START Extracted text

For those who did brave the wet and cold Dublin weather, the golden voice of Irish soprano Ailish Tynan warmed us to the heart while conductor Anja Bihlmaier’s rendition of Brahms' Symphony no.1 was positively fiery.

Ailish Tynan
© Benjamin Ealovega

The theme of hearkening back to previous composers or another era united all the works on the programme. Contemporary composer Anders Hillborg's Exquisite Corpse made use of quotations from Stravinsky, Sibelius and Ligeti. Strauss’ Four Last Songs were composed in 1948 but they are rich in decadent, romantic harmonies of the late German romantic movement, while Brahms’ Symphony no. 1 hearkens back to Beethoven.

It was the Irish premiere for leading Swedish composer Hillborg. In Exquisite Corpse the composer was trying to “combine disparate material from [his] own pieces as well as from other composers.” It opened with thin woodwind piping in seconds with a flutter on the harp. Deep, sepulchral sounds created an eerie atmosphere as did the powerful crescendos. The strings screeched, dissipating with a gong of doom. Towards the end the rhythmic outbursts and ostinatos had echoes of Stravinsky’s Rite of Spring. Bihlmaier kept a tight rein on the tricky cross rhythms steering the RTÉ NSO through this unusual musical landscape.

It was a pleasant relief to be brought into the mellifluous sound world of Strauss. I was immediately struck by the mesmerising quality of Ailish Tynan’s voice. In Frühling she soared elegantly against the warm lush sounds from the strings. September was beautifully sung, capturing the peaceful resignation of the passing of this life. At times, in the lower register, it was difficult to hear her above the orchestra but these concerns were soon swept away as she captivated us with her velvet tone from her mid-range upwards. Tynan took a more meditative approach to Beim Schlafengehen and in the highly expressive third verse her heartfelt phrases were little short of magical. The final song, Im Abendrot is based on a poem by Joseph von Eichendorff. The NSO opened with a burst of warm colour before allowing Tynan to caress our ears as she hovered above the ‘still land’.

END Extracted text

• [Problem statement] Write out everything in the concert review from "It was a pleasant" down to "the ‘still land’.", word for word.

START Data provided

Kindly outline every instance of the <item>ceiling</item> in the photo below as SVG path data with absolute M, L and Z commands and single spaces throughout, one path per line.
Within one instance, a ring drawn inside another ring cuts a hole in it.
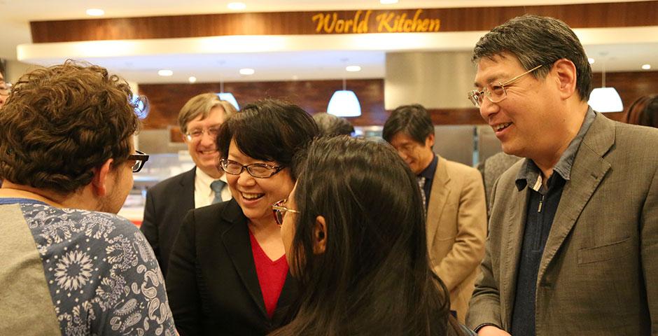
M 198 82 L 290 80 L 297 79 L 383 78 L 386 53 L 398 51 L 469 52 L 484 31 L 354 36 L 219 36 L 31 45 L 29 22 L 90 18 L 90 8 L 105 10 L 104 18 L 157 16 L 234 12 L 229 1 L 213 0 L 0 0 L 0 57 L 27 59 L 42 65 L 74 57 L 108 67 L 136 83 L 181 83 L 190 76 Z M 610 0 L 400 0 L 381 5 L 378 0 L 243 0 L 241 12 L 530 6 L 617 2 Z M 658 27 L 577 29 L 588 55 L 596 59 L 595 71 L 640 71 L 651 64 L 658 69 Z M 251 41 L 250 38 L 253 38 Z M 267 39 L 267 41 L 265 40 Z M 276 43 L 272 42 L 276 41 Z M 246 43 L 246 41 L 248 43 Z M 272 43 L 268 47 L 268 43 Z M 77 44 L 76 44 L 77 43 Z M 94 44 L 95 43 L 95 44 Z M 139 44 L 139 46 L 136 46 Z M 21 55 L 17 46 L 21 46 Z M 209 48 L 209 46 L 213 46 Z M 218 47 L 217 46 L 220 46 Z M 256 48 L 258 47 L 258 48 Z M 82 50 L 82 51 L 80 51 Z M 148 50 L 148 51 L 144 51 Z M 345 66 L 359 65 L 348 73 Z M 248 67 L 252 76 L 238 70 Z M 158 70 L 171 69 L 162 77 Z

END Data provided

• [Written response]
It was a pleasant relief to be brought into the mellifluous sound world of Strauss. I was immediately struck by the mesmerising quality of Ailish Tynan’s voice. In Frühling she soared elegantly against the warm lush sounds from the strings. September was beautifully sung, capturing the peaceful resignation of the passing of this life. At times, in the lower register, it was difficult to hear her above the orchestra but these concerns were soon swept away as she captivated us with her velvet tone from her mid-range upwards. Tynan took a more meditative approach to Beim Schlafengehen and in the highly expressive third verse her heartfelt phrases were little short of magical. The final song, Im Abendrot is based on a poem by Joseph von Eichendorff. The NSO opened with a burst of warm colour before allowing Tynan to caress our ears as she hovered above the ‘still land’.